[Saved entries]
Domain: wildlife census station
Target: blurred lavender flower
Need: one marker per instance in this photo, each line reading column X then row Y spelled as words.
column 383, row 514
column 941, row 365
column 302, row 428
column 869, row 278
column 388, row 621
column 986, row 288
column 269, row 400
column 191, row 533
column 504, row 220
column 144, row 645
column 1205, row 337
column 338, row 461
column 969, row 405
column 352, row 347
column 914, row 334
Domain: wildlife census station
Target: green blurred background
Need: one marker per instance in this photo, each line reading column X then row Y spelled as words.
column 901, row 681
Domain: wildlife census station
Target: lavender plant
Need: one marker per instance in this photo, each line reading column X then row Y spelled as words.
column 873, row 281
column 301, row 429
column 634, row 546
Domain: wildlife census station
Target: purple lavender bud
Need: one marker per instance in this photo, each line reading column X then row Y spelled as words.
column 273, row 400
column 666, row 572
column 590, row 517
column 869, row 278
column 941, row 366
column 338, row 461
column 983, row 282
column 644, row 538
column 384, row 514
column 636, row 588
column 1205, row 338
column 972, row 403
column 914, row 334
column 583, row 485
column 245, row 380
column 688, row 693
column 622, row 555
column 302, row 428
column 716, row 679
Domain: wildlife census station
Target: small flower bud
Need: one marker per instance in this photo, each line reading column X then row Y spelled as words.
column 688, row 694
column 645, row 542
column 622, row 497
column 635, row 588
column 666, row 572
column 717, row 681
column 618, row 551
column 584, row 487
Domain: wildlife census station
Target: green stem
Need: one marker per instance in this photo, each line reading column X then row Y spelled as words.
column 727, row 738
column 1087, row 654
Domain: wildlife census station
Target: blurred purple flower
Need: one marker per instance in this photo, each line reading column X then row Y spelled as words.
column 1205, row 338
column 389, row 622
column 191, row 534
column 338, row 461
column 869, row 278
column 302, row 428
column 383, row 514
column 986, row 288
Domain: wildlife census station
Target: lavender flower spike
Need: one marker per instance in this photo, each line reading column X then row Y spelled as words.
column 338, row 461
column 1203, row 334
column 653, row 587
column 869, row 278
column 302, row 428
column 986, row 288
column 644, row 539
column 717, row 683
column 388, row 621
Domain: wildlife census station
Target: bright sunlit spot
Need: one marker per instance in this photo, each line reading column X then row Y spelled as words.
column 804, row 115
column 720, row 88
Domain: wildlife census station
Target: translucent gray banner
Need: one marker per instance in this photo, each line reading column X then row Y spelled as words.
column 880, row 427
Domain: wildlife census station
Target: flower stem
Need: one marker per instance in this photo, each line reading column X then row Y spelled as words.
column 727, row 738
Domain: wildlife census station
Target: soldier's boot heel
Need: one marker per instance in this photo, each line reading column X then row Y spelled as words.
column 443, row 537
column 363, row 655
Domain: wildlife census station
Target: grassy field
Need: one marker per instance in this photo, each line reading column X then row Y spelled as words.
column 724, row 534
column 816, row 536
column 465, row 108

TASK REQUIREMENTS => Produce a verbatim transcription of the entries above.

EXERCISE OUTPUT =>
Domain: wildlife census station
Target: blurred lavender flower
Need: one marker per instance in this photo, each line reading column X then row Y spelled as words.
column 383, row 514
column 941, row 365
column 302, row 428
column 869, row 278
column 388, row 621
column 986, row 288
column 269, row 400
column 191, row 533
column 504, row 220
column 144, row 645
column 1205, row 337
column 338, row 461
column 969, row 405
column 352, row 347
column 914, row 334
Domain: wildlife census station
Target: green blurred background
Need: one marker per instance in this photo, each line reading column X then row Y spelled as words.
column 901, row 681
Domain: wildlife census station
Target: lavender plant
Need: one marker per instance in this photo, each line reading column X then row Y spelled as words.
column 873, row 281
column 301, row 429
column 634, row 546
Domain: wildlife census station
Target: purple lavender bud
Need: one marker per instance in this photo, each line reading column X then row Y spelled as words.
column 273, row 400
column 666, row 572
column 590, row 517
column 869, row 278
column 941, row 366
column 338, row 461
column 983, row 282
column 644, row 538
column 384, row 514
column 636, row 588
column 1205, row 338
column 972, row 403
column 914, row 334
column 583, row 485
column 245, row 380
column 688, row 693
column 622, row 555
column 302, row 428
column 716, row 679
Domain: wildlife census station
Target: small flower bud
Need: one marker per instance in this photo, each line reading column X then row Y spelled as words.
column 688, row 694
column 645, row 542
column 622, row 497
column 635, row 588
column 666, row 572
column 717, row 681
column 618, row 551
column 584, row 487
Domain: wildlife census station
Target: green stem
Need: one marker per instance in this photo, each line reading column X then row Y spelled as words.
column 727, row 738
column 1087, row 654
Domain: wildlife census station
Target: blurred purple flower
Need: one marker per instance in this photo, each line reading column X then row Y spelled as words.
column 1205, row 338
column 389, row 622
column 191, row 534
column 338, row 461
column 869, row 278
column 302, row 428
column 383, row 514
column 986, row 288
Domain: wildlife census station
Target: lavender flower spike
Need: one marker per instance in this photo, each line reading column X then row Y spelled as words.
column 338, row 461
column 1203, row 334
column 653, row 587
column 869, row 278
column 302, row 428
column 986, row 288
column 644, row 539
column 717, row 683
column 388, row 621
Domain: wildlife census station
Target: bright sunlit spot
Need: one marker per instance in this photo, each line reading column X then row Y spelled as words.
column 804, row 115
column 720, row 88
Domain: wildlife census station
Target: translucent gray banner
Need: one marker per instance in this photo, each line reading column X then row Y spelled as words.
column 880, row 427
Domain: wildlife census station
Target: flower stem
Need: one marker per instance in this photo, each line reading column X then row Y spelled as words.
column 727, row 738
Domain: wildlife census station
Target: soldier's boot heel
Need: one marker per instance in this photo, each line reading column X then row Y spelled as words.
column 443, row 537
column 363, row 655
Domain: wildlife census station
Target: grassy field
Need: one marker per instance in this photo, each line reading column X then row Y spelled as words.
column 724, row 534
column 816, row 536
column 465, row 108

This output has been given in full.